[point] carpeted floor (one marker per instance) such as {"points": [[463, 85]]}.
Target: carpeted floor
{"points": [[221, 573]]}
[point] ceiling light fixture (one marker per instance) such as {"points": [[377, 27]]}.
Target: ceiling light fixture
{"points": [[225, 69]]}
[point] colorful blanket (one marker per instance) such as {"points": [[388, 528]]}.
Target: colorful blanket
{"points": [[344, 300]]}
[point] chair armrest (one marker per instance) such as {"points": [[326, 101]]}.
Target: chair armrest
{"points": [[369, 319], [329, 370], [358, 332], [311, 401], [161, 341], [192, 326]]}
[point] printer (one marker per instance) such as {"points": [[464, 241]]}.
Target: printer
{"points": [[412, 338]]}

:::::

* [Exercise]
Could you rewrite every line of the data above, multiplying each point coordinate in the answers by 1.55 and rounding to the nearest whole number, with halves rounded up? The sample coordinates on the other lines should remain unchanged.

* [Finished answer]
[point] carpeted floor (one marker per instance) such as {"points": [[463, 85]]}.
Target: carpeted floor
{"points": [[343, 888]]}
[point] ceiling light fixture (one marker per instance) such as {"points": [[377, 27]]}.
Target: ceiling light fixture
{"points": [[349, 107]]}
[point] colorful blanket (one marker per instance) such as {"points": [[388, 528]]}.
Target: colorful blanket
{"points": [[533, 465]]}
[point] chair armrest (one marker per instance) such as {"points": [[326, 101]]}.
Target: chair armrest
{"points": [[572, 494], [510, 574], [555, 515], [482, 622], [250, 529], [298, 505]]}
[point] printer (one marker per instance) such as {"points": [[464, 241]]}.
Target: printer
{"points": [[639, 524]]}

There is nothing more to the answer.